**Document section:**

[Start]

No matter where you go in freshwater, north or south, you are bound to find largemouth bass.

But no lake in the state has the history of Okeechobee. Fed by a constant supply of fresh water from the Kissimmee River and blessed with ample aquatic vegetation, the lake has always been the standard by which all other Florida lakes have been judged.

Lake Okeechobee always has been known for producing trophy bass. And while a 10-pound largemouth might be every angler's dream, most folks would be satisfied with one or two half that size. Finish the day with one 5-pound bass, or five 1-pound bass for that matter, you should consider yourself lucky.

Many believe that Florida's largemouth bass is a distinct species; others think it merely a subspecies. But the debate is academic. No one disputes that Florida's fish grow bigger and fatter than any other species of bass. One reason is a year-round growing season; warm water and ample vegetation make for big bass.

Micropterus salmoides floridanus were once found only on the Florida peninsula, but they have since been introduced in Texas, California and as far away as Japan. Females live longer than males and are more likely to reach trophy size. Most conservation-minded anglers release large, breeding fish. 

But you don’t have to be a professional bass fisherman to catch trophy-sized fish. With a little advice, anglers can swing by their nearest sporting goods store, stock up on some artificial lures and learn to fish like a veteran of the professional tournament trail.

Spring is the best time to fish for the legendary Florida bucketmouth. The live bait of choice for most anglers is the golden shiner, fished under a cork. When it comes to artificial lures, the weedless, or Texas-rigged, plastic worm is the most popular. Jerk worms, spinner baits, crank baits and topwater plugs will also work under a variety of conditions.

A simple spinning outfit rigged with 12- to 15-pound test line will work in most Florida lakes. Bass typically hang around structures such as grass beds or submerged logs, so you'll need a sturdy outfit to keep from losing fish.

[End]

Image segmentation entries:
[Start]

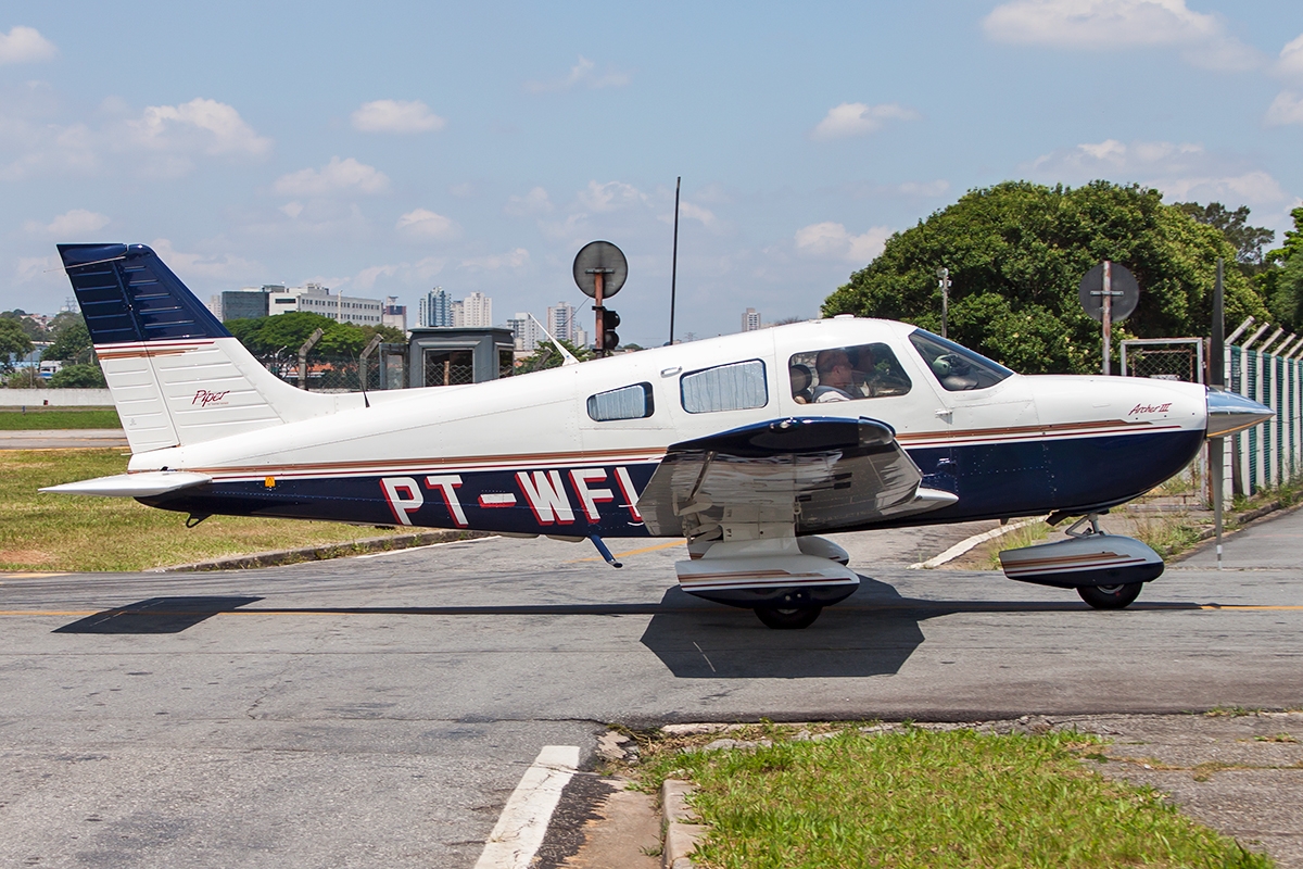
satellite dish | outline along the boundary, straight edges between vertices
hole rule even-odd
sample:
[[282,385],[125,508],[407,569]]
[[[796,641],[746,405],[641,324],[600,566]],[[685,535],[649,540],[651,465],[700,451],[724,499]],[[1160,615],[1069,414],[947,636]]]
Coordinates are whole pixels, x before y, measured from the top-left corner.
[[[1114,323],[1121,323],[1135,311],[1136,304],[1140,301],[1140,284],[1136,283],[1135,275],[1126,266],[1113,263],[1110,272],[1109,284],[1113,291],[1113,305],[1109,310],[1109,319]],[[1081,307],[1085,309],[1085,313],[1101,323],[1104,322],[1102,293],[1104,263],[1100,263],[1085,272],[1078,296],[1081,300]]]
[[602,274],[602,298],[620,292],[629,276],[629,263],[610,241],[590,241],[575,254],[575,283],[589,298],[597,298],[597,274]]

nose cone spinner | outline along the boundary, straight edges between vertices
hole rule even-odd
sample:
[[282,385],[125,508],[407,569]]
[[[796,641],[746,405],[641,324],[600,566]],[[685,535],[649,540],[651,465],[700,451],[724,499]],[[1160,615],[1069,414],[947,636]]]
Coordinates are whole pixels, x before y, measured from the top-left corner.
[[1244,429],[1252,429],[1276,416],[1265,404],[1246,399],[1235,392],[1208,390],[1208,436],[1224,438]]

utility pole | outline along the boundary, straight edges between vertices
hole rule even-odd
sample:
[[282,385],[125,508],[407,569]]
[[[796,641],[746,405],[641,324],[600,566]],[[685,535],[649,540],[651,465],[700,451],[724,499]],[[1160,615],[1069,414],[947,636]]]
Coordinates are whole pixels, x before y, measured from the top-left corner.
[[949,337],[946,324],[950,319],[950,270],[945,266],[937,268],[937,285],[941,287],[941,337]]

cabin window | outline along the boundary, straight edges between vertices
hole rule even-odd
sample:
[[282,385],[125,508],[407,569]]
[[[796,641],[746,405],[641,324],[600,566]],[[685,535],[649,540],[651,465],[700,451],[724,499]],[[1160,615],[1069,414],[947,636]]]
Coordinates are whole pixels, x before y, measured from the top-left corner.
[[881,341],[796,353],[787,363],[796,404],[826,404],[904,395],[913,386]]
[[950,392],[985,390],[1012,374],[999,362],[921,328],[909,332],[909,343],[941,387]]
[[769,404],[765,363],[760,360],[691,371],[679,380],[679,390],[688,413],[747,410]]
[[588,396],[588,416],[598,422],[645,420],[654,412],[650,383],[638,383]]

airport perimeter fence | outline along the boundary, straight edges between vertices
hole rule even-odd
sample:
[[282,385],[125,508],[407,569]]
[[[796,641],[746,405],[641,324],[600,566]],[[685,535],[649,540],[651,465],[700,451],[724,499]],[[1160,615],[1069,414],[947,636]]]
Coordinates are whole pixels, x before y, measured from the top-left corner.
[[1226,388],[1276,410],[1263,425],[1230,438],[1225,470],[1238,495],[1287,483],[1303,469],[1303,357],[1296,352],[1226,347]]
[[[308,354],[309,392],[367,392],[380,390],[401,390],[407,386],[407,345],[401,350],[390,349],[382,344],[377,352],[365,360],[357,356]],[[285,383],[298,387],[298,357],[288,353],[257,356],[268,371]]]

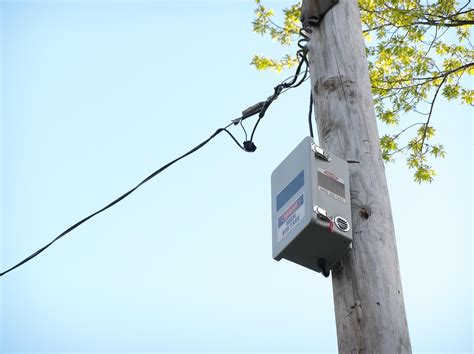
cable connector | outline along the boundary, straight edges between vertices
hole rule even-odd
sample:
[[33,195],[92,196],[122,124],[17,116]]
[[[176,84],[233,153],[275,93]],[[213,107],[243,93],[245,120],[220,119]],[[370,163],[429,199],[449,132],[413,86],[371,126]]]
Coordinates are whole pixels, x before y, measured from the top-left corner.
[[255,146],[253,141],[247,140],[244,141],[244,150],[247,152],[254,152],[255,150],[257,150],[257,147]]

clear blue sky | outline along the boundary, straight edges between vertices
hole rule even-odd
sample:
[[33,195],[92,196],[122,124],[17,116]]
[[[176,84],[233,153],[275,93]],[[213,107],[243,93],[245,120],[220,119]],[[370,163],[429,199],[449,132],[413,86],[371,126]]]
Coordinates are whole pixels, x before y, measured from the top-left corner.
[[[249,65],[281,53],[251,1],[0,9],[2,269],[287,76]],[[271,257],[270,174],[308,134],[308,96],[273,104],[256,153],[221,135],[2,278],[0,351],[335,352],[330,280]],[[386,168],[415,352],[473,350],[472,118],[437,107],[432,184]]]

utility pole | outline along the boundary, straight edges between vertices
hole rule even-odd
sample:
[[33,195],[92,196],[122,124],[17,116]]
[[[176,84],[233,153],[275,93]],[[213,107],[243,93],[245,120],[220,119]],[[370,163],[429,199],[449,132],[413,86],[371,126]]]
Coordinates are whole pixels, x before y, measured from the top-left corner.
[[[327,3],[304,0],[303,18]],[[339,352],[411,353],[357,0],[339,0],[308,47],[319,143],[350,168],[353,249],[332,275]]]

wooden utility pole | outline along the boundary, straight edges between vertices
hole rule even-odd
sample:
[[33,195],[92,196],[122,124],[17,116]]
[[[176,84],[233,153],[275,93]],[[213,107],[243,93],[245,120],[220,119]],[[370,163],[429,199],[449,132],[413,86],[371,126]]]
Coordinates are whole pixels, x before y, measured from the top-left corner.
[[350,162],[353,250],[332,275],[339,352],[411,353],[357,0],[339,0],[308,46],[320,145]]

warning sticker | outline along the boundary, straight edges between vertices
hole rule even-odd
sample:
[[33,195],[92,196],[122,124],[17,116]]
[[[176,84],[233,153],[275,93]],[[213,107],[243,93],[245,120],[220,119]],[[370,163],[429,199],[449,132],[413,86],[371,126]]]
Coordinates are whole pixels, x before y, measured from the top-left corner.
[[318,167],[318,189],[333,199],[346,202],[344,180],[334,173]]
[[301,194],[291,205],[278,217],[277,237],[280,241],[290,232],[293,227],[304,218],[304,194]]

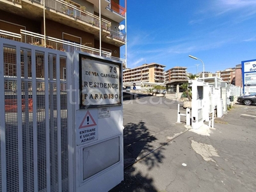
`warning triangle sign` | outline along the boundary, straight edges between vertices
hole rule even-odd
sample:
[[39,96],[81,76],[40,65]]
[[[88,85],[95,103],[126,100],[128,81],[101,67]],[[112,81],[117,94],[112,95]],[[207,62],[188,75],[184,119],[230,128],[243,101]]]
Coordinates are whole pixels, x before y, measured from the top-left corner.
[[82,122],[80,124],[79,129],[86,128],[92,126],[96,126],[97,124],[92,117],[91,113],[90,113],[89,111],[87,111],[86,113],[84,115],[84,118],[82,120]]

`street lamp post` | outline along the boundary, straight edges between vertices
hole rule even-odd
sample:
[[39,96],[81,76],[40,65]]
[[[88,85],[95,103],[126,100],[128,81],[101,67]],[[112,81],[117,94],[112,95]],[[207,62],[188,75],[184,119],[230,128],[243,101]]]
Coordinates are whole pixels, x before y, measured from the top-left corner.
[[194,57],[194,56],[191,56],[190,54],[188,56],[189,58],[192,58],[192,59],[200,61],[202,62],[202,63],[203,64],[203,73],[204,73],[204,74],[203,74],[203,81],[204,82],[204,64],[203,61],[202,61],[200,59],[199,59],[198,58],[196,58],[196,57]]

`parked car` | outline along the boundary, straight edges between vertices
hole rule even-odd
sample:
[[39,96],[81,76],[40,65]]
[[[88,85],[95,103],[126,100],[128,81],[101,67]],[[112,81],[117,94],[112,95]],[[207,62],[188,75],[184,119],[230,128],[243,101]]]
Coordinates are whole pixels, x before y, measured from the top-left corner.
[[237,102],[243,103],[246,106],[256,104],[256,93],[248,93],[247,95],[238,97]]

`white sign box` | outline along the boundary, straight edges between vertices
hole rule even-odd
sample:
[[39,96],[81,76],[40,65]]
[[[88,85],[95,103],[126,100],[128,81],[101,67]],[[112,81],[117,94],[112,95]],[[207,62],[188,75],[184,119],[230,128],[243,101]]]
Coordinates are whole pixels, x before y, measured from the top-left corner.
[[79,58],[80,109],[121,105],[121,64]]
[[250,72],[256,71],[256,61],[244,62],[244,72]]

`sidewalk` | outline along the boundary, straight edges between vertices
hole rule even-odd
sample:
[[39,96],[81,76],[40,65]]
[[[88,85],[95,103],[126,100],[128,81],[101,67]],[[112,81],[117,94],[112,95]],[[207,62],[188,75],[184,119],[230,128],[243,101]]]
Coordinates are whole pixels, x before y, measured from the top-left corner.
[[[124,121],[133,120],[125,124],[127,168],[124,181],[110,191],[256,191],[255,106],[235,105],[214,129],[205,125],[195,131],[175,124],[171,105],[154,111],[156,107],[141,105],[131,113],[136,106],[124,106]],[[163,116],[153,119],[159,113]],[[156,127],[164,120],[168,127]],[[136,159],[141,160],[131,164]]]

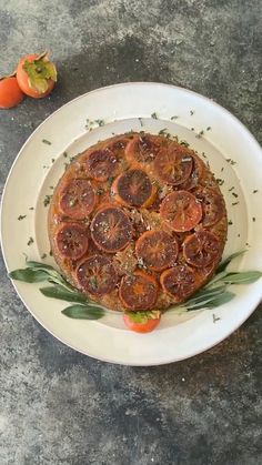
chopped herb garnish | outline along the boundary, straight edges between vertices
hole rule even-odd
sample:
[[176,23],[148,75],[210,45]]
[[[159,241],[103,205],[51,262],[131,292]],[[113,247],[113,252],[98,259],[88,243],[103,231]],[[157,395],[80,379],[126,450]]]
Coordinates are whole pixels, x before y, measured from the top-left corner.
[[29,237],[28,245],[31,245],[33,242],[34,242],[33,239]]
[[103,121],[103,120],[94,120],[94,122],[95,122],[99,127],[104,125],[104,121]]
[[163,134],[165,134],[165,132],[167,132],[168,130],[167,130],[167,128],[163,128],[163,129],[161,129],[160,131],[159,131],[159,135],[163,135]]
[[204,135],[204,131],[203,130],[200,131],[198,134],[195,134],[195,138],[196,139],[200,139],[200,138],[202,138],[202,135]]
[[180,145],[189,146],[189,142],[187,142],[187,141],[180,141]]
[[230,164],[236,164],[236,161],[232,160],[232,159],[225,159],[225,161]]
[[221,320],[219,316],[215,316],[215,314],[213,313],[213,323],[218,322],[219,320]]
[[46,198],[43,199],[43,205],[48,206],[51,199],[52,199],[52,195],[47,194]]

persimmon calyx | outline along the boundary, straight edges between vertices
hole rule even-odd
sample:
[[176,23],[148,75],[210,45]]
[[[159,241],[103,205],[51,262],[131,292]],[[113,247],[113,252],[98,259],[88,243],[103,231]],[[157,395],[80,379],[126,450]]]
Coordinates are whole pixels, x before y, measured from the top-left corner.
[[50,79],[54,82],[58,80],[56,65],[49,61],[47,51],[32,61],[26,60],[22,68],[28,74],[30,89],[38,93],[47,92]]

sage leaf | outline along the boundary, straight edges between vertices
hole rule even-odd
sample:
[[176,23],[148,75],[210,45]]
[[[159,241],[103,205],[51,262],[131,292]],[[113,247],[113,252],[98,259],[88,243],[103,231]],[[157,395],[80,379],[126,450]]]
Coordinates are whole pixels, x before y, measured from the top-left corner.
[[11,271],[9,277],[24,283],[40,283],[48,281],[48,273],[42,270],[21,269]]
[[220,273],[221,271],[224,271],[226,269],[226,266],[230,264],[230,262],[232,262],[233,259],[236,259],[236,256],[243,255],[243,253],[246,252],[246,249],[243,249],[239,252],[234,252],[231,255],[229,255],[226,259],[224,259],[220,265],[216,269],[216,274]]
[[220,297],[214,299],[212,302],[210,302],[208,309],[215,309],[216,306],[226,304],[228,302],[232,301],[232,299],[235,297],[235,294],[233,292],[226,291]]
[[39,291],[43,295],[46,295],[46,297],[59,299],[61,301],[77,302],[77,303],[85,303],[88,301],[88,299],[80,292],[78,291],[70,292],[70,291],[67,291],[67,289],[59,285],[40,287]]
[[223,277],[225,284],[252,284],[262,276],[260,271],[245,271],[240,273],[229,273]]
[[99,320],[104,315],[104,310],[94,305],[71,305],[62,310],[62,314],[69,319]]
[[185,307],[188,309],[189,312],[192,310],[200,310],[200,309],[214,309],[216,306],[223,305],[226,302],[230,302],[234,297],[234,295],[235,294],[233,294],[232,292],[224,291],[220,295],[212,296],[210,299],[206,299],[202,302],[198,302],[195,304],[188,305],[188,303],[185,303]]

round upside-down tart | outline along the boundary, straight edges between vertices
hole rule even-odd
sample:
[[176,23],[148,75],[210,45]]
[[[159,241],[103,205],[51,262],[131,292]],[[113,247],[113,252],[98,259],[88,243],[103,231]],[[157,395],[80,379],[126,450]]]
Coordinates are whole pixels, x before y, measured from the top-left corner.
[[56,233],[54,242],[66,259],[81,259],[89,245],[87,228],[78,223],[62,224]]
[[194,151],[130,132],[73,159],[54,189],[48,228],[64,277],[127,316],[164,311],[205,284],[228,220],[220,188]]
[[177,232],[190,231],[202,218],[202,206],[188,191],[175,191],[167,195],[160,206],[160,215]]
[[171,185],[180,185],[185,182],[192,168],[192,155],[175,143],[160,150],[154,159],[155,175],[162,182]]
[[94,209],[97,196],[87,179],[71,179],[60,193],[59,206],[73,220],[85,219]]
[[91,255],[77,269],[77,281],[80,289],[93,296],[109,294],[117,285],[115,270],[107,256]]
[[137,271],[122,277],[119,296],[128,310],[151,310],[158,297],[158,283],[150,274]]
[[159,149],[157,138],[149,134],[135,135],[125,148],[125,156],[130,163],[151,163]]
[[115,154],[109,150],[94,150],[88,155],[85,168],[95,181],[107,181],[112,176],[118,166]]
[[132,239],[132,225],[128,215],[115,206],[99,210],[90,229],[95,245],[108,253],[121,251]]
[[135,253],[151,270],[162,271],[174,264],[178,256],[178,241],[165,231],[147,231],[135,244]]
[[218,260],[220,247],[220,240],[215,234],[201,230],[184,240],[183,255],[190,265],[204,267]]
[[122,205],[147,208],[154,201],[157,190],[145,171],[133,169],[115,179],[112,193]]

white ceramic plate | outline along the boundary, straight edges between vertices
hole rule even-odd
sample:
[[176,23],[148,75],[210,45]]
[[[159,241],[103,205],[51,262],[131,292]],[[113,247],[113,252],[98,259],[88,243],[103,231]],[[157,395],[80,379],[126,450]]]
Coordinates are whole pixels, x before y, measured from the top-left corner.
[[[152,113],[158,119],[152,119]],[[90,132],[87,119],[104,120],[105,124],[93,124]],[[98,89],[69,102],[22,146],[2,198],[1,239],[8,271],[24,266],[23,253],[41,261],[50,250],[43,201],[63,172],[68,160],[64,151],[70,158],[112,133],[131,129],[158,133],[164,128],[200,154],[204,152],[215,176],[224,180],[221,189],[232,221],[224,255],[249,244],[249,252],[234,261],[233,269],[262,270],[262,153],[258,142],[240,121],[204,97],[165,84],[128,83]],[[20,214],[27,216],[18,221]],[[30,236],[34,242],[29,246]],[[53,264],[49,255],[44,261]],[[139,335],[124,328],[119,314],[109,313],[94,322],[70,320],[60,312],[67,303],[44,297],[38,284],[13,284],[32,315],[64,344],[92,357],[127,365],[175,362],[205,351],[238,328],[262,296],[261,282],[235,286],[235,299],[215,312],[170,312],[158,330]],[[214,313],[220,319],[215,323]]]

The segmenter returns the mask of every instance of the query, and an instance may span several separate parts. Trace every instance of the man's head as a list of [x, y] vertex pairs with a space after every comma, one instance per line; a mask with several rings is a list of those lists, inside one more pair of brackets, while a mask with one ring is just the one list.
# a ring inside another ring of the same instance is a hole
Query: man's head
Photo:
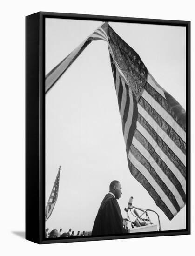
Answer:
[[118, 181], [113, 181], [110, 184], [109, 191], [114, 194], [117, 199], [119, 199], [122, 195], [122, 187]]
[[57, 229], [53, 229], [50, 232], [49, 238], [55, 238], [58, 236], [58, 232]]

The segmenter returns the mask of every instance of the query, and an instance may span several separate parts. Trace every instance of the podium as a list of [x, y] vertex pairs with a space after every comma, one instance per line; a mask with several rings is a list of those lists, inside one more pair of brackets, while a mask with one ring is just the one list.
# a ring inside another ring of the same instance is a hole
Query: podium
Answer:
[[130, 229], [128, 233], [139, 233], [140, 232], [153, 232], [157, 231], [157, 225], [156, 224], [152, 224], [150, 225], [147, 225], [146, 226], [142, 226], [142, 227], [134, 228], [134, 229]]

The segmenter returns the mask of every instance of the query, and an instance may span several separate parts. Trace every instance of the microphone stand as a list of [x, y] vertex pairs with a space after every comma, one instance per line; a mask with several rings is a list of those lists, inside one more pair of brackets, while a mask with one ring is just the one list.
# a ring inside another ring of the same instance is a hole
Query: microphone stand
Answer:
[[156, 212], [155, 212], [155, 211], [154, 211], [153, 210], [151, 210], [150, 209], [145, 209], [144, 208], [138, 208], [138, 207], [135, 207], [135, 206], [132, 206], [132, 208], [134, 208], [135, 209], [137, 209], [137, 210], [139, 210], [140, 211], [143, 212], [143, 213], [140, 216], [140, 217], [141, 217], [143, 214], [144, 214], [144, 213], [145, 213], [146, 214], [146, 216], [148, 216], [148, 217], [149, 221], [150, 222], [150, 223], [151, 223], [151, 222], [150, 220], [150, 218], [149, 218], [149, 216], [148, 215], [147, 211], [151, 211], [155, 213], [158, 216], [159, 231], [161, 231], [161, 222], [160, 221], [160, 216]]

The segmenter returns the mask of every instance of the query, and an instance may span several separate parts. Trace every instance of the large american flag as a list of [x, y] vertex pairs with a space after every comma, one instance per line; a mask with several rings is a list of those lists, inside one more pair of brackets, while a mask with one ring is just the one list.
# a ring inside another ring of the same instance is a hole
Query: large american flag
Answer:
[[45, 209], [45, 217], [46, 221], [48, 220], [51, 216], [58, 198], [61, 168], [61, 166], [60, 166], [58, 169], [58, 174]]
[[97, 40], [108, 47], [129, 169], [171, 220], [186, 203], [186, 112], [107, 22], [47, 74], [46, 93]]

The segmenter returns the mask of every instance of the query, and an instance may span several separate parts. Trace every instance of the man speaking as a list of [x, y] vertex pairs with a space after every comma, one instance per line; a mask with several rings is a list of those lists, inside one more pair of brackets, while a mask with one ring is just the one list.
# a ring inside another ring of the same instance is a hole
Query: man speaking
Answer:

[End]

**Direction:** Update the stretch of the bass fishing text from "Micropterus salmoides floridanus" through "professional tournament trail.", putting "tackle shop" wherever "sporting goods store" appears.

**Task output:**
Micropterus salmoides floridanus were once found only on the Florida peninsula, but they have since been introduced in Texas, California and as far away as Japan. Females live longer than males and are more likely to reach trophy size. Most conservation-minded anglers release large, breeding fish. 

But you don’t have to be a professional bass fisherman to catch trophy-sized fish. With a little advice, anglers can swing by their nearest tackle shop, stock up on some artificial lures and learn to fish like a veteran of the professional tournament trail.